Dataset entries
┄┄┄┄┄┄┄┄┄┄
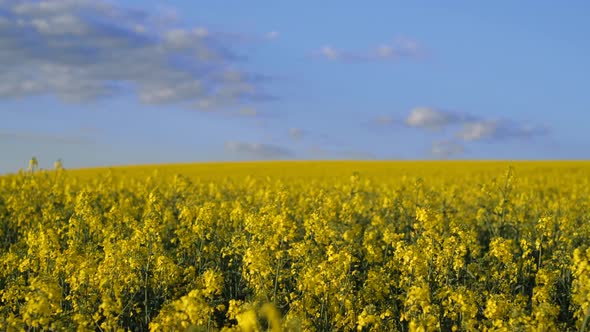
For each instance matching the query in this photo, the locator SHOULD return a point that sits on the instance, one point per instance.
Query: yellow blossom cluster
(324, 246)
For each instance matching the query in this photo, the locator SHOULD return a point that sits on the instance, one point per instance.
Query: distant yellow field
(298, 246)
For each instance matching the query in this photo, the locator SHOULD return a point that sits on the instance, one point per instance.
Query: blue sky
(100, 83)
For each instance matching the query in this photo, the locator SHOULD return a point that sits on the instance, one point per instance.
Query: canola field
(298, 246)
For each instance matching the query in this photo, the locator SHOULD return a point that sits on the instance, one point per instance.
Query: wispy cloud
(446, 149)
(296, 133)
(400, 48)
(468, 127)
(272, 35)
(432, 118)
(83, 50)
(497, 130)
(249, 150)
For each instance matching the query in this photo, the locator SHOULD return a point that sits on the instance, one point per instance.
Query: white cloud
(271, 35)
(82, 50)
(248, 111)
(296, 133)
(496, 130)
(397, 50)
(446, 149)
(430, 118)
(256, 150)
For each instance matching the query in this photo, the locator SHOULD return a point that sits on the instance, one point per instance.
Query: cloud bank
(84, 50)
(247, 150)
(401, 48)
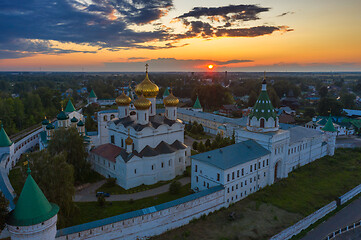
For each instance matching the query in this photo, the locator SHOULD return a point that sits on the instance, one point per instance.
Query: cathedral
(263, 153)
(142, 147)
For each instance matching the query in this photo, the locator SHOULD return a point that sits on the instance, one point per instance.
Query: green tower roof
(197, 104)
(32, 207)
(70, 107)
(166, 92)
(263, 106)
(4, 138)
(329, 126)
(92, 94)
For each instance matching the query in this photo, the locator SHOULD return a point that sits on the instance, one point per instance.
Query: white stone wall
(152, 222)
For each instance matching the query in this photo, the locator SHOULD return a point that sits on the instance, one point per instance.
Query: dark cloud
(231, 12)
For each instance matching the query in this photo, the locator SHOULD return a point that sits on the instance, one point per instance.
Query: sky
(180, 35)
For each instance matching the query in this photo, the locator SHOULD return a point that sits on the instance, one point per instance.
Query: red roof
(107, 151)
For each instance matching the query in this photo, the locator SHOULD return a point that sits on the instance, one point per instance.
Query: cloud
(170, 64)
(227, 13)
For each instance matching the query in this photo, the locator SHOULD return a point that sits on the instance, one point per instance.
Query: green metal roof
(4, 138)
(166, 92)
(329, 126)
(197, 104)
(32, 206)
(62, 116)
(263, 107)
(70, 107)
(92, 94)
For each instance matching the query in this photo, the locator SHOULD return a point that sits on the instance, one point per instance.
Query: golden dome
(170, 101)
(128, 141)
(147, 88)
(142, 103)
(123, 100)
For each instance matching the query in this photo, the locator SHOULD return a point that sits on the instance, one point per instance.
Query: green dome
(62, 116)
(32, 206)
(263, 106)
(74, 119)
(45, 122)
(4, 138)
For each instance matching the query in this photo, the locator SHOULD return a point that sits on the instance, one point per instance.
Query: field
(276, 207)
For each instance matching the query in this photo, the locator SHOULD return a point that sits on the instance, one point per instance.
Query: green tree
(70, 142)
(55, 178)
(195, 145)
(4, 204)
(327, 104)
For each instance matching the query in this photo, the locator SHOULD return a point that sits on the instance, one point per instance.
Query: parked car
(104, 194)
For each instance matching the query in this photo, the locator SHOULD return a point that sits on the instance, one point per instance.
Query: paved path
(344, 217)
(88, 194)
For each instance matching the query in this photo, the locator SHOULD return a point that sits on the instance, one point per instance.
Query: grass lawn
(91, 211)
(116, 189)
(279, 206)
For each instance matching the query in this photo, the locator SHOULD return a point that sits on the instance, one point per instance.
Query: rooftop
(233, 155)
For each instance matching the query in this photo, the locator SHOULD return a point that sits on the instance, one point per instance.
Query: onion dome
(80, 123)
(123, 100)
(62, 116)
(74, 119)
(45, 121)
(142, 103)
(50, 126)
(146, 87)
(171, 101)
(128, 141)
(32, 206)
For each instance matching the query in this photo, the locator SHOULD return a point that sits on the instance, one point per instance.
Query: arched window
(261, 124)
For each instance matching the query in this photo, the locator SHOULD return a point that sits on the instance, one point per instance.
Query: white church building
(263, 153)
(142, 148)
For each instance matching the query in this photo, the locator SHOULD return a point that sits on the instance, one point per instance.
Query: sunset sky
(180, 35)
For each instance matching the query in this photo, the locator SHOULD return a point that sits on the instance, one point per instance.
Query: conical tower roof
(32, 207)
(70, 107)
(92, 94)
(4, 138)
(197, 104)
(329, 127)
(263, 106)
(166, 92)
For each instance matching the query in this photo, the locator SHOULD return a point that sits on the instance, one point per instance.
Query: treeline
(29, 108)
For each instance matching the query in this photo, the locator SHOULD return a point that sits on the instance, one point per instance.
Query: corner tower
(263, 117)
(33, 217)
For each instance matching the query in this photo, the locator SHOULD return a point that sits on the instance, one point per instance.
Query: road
┄┄┄┄┄┄┄┄┄┄
__WHAT IS BEING ASKED__. Retype all the data exactly; skip the pictures.

__SOLVED PROBLEM__.
For each instance matching the query in this photo, the locator SHOULD return a point that sits on the instance, one point per instance.
Query: yellow blossom cluster
(324, 246)
For each instance matching the query in this photo, the locator SHOULD return a point that sits on the instance, one point per instance.
Query: distant yellow field
(298, 246)
For each instance matching the query in this photo, the locator SHOULD return a point that sits on the instance, one point per instance.
Query: blue sky
(100, 83)
For each instance matching the query in this photo, the locator SHOULD return a point that sits on the instance, one point per instance.
Query: canola field
(298, 246)
For each instance matching the query in this photo, the locator SHOULD return a point that sits on the instance, one point per instance.
Query: wispy cloud
(446, 149)
(296, 133)
(400, 48)
(468, 127)
(272, 35)
(432, 118)
(83, 50)
(497, 130)
(249, 150)
For each instance matching the query in this photo, the locator SHOULD return a point that sits on the instance, one point per instance.
Query: white cloud
(271, 35)
(82, 50)
(248, 111)
(296, 133)
(496, 130)
(397, 50)
(446, 149)
(430, 118)
(256, 150)
For each instance matching the query in this photo, the locator SHOULD return a point that sits on the instance, one point per instance.
Query: cloud bank
(84, 50)
(247, 150)
(401, 48)
For each instance matching the query in this photo, the locator SHOULD return a point that sits on the instance, one point per instance.
Query: cathedral
(263, 153)
(142, 147)
For each instance matching the query in this photo, the locator SHOULD return a point that sits on the instance, one point per instance.
Query: green tower roof
(197, 104)
(32, 207)
(70, 107)
(166, 92)
(263, 106)
(4, 138)
(329, 126)
(92, 94)
For each instance matching the query in this photo, the locator SHOULD return a point that sits on the instance, one point per instance.
Query: white stone wall
(152, 222)
For each instance matching the query in this photo, the locator SHOULD return a point that sits on the instance, one point per instance.
Query: dark cloud
(231, 12)
For each instance matching the query in this photo, the locator SHOULD return a point that sits on the instance, one point per instance.
Query: sky
(180, 35)
For each instance matching the query in this photo, the locator SHOULD return a point that sits on the instance, one point per instance.
Query: red roof
(107, 151)
For each instance matching the query in this photo, the locator SHOULD return a point that sits on the instance, one point per instance.
Query: cloud
(170, 64)
(227, 13)
For each instance matching the query in this photo, the locator SHOULD return a point that sits on the instance, one point per instance.
Query: green metal roof
(4, 138)
(166, 92)
(329, 126)
(197, 104)
(32, 206)
(62, 116)
(263, 107)
(70, 107)
(92, 94)
For each instance matching the query in this photo, the locator SHOULD return a point that sits on the instance, one point per instance.
Query: golden dome
(170, 101)
(128, 141)
(147, 88)
(142, 103)
(123, 100)
For each instance matching the query in this photo, the locator SHOULD return a point that sits on the instance, one point per instance.
Query: green dome
(62, 116)
(32, 206)
(263, 106)
(74, 119)
(45, 122)
(4, 138)
For each instance matching the query in this photo, the locator SHOULD return a point that sits on the instance, one point per instance.
Query: field
(276, 207)
For each instance matching the query in this photo, the locator SHOULD return a point that sits on the instance, one point per instance.
Query: green tree
(70, 142)
(55, 178)
(195, 145)
(4, 204)
(327, 104)
For each instance matching the query in this photo, the locator SHOULD return a point that sits on the instance, one point per instance.
Query: parked car
(104, 194)
For each instance matching the query in this photo, the locator SHOULD return a point that sits on the instance, one point per instance.
Query: paved path
(344, 217)
(88, 194)
For each instance matching the query in this photo, the locator SHOULD return a point that sits on the instance, one point per instance.
Query: grass lawn
(91, 211)
(116, 189)
(279, 206)
For each instance matching the query in this photo, the locator SHOULD return a point that sits on the instance, one point per instance.
Query: rooftop
(233, 155)
For each instance matching the query in this photo, the locator SHOULD return a point that sits on the instance, one point per instance.
Query: onion dome
(80, 123)
(123, 100)
(62, 116)
(74, 119)
(45, 121)
(142, 103)
(50, 126)
(146, 87)
(171, 101)
(128, 141)
(32, 206)
For each instance matching the query in this photo, the locator SHOULD return a point that sits on the instance, one point per instance.
Query: arched window
(261, 124)
For each instance matching the query in this photo, the locator SHOULD return a point that sits on the instance, one point per instance.
Query: white church building
(263, 153)
(142, 148)
For each instance matching the query in this photo, the locator SHOULD return a point that sits on the instance, one point per instance.
Query: sunset sky
(180, 35)
For each instance matching the query in this photo, the locator SHOULD return a point that sits on the instance, one point per instance.
Query: conical tower roof
(32, 207)
(70, 107)
(92, 94)
(4, 138)
(197, 104)
(329, 127)
(263, 106)
(166, 92)
For each instance matching the query in this photo, the locator SHOULD return a point that sits on the instance, one point per instance.
Query: treeline
(29, 108)
For each instance matching the query in this photo, the locator SHOULD return a point that sits on the instance, one point per instance.
Query: corner tower
(263, 117)
(33, 217)
For each instance matching the query in this photo, the locator SHOULD return a point that sits on the instance, one point per instance.
Query: road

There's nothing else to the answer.